Present as a Markdown table, with columns "Row" and "Line", only the lines of the records that start with the line containing "Would you please identify the navy sock" and go on through the line containing "column 226, row 72". Number each row and leave out any blank lines.

* BEGIN *

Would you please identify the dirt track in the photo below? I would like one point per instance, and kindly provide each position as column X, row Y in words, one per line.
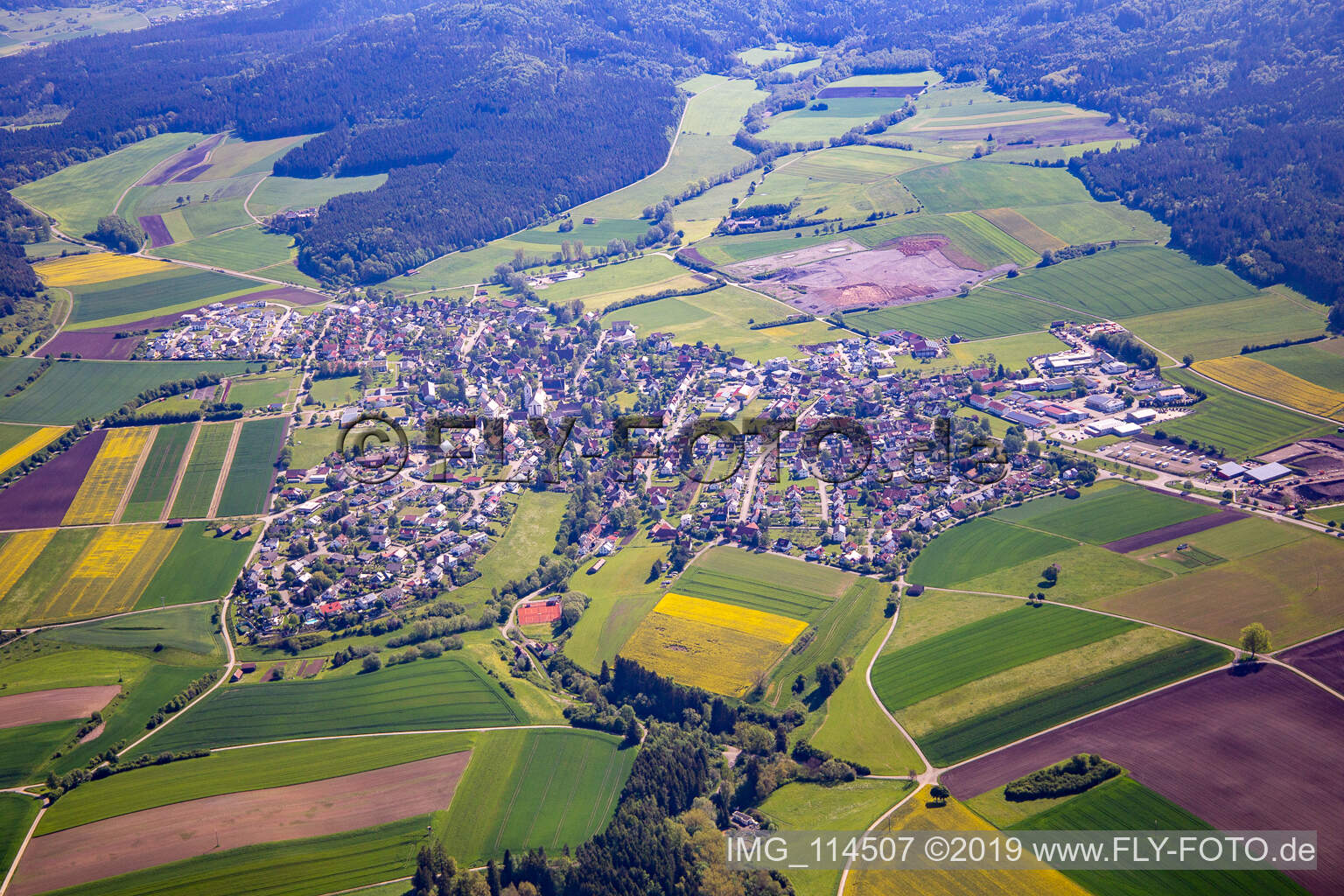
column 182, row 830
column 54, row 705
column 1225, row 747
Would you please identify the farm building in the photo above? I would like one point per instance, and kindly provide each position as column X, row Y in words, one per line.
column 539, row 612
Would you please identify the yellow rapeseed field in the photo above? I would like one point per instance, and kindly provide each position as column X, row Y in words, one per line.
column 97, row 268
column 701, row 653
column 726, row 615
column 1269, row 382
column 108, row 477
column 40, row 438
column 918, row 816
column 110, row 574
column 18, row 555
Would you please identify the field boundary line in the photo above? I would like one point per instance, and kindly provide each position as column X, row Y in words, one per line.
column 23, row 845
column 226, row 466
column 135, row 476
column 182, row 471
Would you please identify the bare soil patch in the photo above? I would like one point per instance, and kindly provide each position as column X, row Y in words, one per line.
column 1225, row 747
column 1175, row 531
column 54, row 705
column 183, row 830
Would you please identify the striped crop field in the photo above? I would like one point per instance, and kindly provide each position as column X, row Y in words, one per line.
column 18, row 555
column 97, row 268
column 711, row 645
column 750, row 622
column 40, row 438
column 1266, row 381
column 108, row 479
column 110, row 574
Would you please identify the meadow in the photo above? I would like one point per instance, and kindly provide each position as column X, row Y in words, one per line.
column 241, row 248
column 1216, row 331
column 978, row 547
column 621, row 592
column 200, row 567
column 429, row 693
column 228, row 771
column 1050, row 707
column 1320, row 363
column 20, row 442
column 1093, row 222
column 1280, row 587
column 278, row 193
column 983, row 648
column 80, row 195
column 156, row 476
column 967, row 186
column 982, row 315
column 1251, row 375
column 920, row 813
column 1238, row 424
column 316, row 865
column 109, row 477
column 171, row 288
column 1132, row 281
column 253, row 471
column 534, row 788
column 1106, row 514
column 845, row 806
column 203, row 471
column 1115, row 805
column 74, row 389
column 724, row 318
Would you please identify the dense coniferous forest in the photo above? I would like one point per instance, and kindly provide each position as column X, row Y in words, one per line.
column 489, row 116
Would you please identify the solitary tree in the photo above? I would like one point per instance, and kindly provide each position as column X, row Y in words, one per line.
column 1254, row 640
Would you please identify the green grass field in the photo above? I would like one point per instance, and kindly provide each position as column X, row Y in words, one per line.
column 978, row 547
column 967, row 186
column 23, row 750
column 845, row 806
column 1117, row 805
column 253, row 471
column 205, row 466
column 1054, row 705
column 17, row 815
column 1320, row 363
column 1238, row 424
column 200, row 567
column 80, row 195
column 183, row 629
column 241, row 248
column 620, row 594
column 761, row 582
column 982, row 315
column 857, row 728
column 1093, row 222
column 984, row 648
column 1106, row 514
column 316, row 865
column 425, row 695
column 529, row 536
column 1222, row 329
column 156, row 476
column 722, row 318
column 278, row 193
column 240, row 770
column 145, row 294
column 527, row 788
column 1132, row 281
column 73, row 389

* END *
* BEGIN *

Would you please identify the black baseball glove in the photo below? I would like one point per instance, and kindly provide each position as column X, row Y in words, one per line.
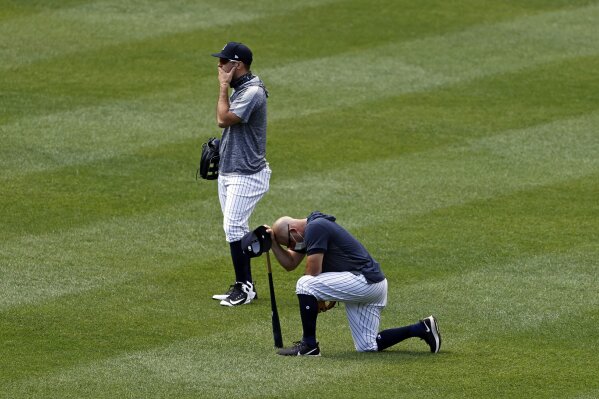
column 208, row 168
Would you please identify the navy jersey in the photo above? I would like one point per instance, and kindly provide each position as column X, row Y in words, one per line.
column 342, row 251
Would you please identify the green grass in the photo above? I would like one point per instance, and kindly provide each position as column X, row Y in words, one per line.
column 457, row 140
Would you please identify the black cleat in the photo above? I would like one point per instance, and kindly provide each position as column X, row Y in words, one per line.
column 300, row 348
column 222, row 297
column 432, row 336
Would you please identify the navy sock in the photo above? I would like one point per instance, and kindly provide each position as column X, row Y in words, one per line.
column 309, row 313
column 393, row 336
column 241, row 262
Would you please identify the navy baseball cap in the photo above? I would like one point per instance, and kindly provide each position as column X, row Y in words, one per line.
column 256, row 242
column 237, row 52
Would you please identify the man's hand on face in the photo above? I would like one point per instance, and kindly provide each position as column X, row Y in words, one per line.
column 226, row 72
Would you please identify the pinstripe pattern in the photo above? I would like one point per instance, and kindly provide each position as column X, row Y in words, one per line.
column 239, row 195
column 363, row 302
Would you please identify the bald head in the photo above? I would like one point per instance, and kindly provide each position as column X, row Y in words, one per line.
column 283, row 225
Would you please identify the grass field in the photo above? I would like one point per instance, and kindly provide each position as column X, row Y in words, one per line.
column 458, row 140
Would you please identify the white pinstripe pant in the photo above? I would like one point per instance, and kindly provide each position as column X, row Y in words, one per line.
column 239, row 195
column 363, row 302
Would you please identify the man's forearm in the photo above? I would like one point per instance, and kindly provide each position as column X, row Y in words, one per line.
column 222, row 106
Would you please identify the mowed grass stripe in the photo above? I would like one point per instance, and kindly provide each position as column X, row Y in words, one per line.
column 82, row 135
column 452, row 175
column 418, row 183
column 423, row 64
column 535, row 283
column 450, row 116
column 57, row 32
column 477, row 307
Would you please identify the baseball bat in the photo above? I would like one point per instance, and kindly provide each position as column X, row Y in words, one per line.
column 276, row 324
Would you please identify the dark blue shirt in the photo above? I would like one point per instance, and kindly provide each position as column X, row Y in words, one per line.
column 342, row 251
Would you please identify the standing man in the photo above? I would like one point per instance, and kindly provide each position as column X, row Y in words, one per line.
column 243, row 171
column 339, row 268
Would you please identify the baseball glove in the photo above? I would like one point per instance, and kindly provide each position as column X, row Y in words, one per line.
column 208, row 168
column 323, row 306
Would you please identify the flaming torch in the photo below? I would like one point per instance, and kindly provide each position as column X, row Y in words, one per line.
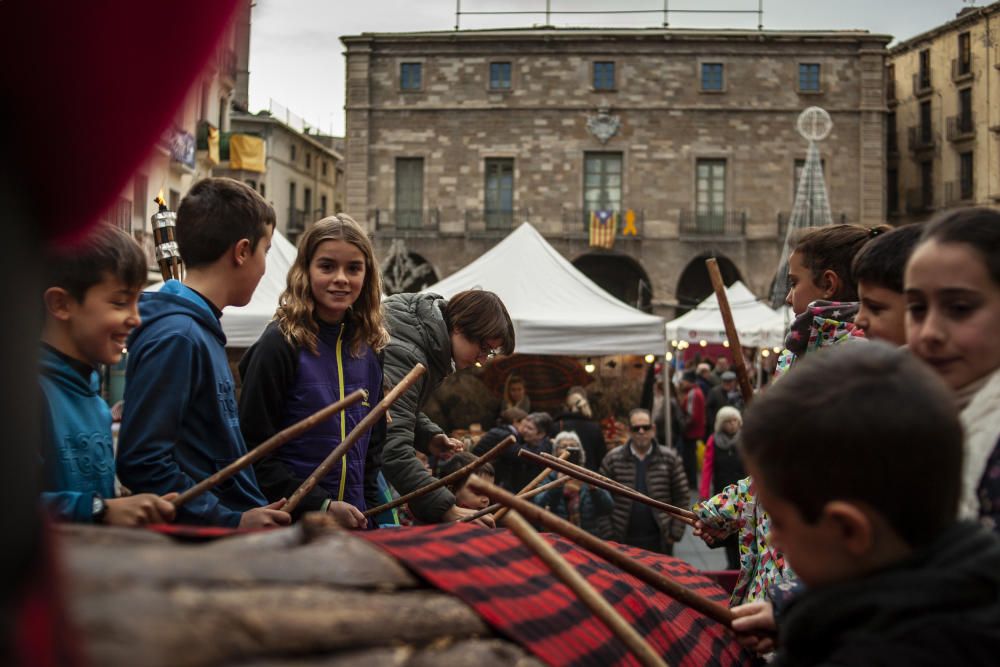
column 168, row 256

* END *
* BEGIN *

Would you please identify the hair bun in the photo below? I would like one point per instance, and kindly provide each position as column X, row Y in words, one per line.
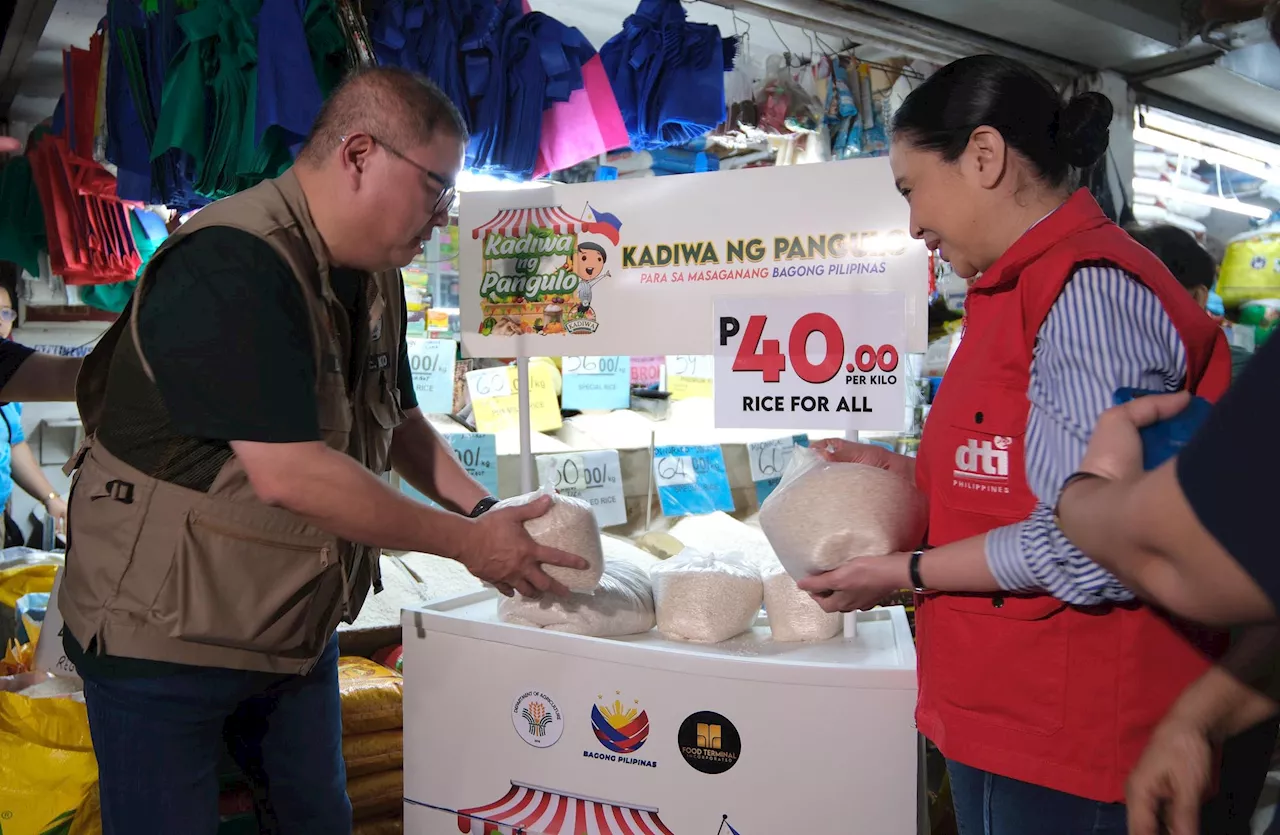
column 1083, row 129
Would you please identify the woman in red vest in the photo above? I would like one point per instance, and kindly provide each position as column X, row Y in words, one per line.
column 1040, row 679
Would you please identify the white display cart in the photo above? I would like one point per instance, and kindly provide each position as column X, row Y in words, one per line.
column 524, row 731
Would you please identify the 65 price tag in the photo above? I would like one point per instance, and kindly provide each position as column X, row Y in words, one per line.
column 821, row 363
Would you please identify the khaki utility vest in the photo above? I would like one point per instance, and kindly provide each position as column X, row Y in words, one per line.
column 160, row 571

* END *

## RESULT OF THE TASK
| Row | Line |
|---|---|
| 1 | Would you please identify the navy sock in the photo above? I would like one point per instance, and kindly provide each position as column X, row Y in words, one per line. |
| 2 | column 309, row 313 |
| 3 | column 393, row 336 |
| 4 | column 241, row 262 |
| 5 | Would you please identify the navy baseball cap in the photo above? I would like one point per instance, and kindly provide each position as column X, row Y in words, one per line. |
| 6 | column 256, row 242 |
| 7 | column 237, row 52 |
| 8 | Would you please identify the man's hand on face in the photo above? I would like one point per instance, and kindly provide each position as column X, row Y in words, one per line. |
| 9 | column 226, row 72 |